Please set down each record exactly as it appears, but leave out any pictures.

__Exercise materials__:
↓↓↓

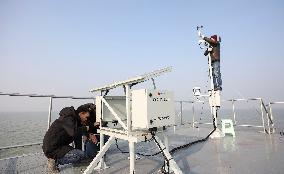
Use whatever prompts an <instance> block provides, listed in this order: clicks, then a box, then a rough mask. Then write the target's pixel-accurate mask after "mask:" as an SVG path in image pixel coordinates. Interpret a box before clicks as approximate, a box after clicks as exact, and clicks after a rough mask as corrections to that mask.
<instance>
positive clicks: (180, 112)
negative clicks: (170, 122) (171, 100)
mask: <svg viewBox="0 0 284 174" xmlns="http://www.w3.org/2000/svg"><path fill="white" fill-rule="evenodd" d="M180 125H182V101H180Z"/></svg>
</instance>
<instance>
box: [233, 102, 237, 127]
mask: <svg viewBox="0 0 284 174" xmlns="http://www.w3.org/2000/svg"><path fill="white" fill-rule="evenodd" d="M232 105H233V117H234V124H235V125H237V121H236V111H235V101H234V100H232Z"/></svg>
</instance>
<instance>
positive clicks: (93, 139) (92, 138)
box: [89, 134, 98, 144]
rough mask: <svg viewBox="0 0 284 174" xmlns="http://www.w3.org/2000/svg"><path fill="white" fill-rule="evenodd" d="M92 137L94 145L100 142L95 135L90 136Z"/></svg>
mask: <svg viewBox="0 0 284 174" xmlns="http://www.w3.org/2000/svg"><path fill="white" fill-rule="evenodd" d="M89 135H90V140H91V141H92V142H93V143H94V144H97V142H98V140H97V137H96V135H95V134H89Z"/></svg>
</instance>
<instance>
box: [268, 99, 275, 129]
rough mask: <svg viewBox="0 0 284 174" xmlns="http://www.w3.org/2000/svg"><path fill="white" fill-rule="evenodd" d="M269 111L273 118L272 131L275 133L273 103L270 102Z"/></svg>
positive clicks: (272, 122) (270, 117)
mask: <svg viewBox="0 0 284 174" xmlns="http://www.w3.org/2000/svg"><path fill="white" fill-rule="evenodd" d="M269 111H270V118H271V120H272V125H271V126H272V133H275V129H274V121H273V113H272V106H271V103H269Z"/></svg>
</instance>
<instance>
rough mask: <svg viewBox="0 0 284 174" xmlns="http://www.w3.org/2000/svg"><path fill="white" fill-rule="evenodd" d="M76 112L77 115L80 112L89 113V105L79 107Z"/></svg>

↑↑↑

__Exercise response__:
Use whatever prompts an <instance> block provides, listed in this order: clicks, then a box, then a rough mask. Then write the target's pixel-accurate mask after "mask:" as an SVG path in image pixel coordinates. Interpret a box before clicks as approximate, a box after clicks as exact, and clicks after a rough mask as corrections to that mask.
<instance>
positive clicks: (180, 112)
negative clicks: (170, 122) (171, 100)
mask: <svg viewBox="0 0 284 174" xmlns="http://www.w3.org/2000/svg"><path fill="white" fill-rule="evenodd" d="M180 125H182V101H180Z"/></svg>
</instance>
<instance>
box: [233, 102, 237, 127]
mask: <svg viewBox="0 0 284 174" xmlns="http://www.w3.org/2000/svg"><path fill="white" fill-rule="evenodd" d="M232 105H233V117H234V124H235V125H237V121H236V111H235V101H234V100H232Z"/></svg>
</instance>
<instance>
positive clicks: (93, 139) (92, 138)
box: [89, 134, 98, 144]
rough mask: <svg viewBox="0 0 284 174" xmlns="http://www.w3.org/2000/svg"><path fill="white" fill-rule="evenodd" d="M92 137L94 145L100 142L95 135L90 136Z"/></svg>
mask: <svg viewBox="0 0 284 174" xmlns="http://www.w3.org/2000/svg"><path fill="white" fill-rule="evenodd" d="M89 135H90V140H91V141H92V142H93V143H94V144H97V142H98V140H97V137H96V135H95V134H89Z"/></svg>
</instance>
<instance>
box: [268, 99, 275, 129]
rough mask: <svg viewBox="0 0 284 174" xmlns="http://www.w3.org/2000/svg"><path fill="white" fill-rule="evenodd" d="M269 111L273 118L272 131L275 133L273 103L270 102Z"/></svg>
positive clicks: (272, 122) (270, 117)
mask: <svg viewBox="0 0 284 174" xmlns="http://www.w3.org/2000/svg"><path fill="white" fill-rule="evenodd" d="M269 111H270V118H271V120H272V125H271V126H272V133H275V129H274V121H273V113H272V106H271V103H269Z"/></svg>
</instance>
<instance>
rough mask: <svg viewBox="0 0 284 174" xmlns="http://www.w3.org/2000/svg"><path fill="white" fill-rule="evenodd" d="M76 112L77 115L80 112L89 113V105L79 107Z"/></svg>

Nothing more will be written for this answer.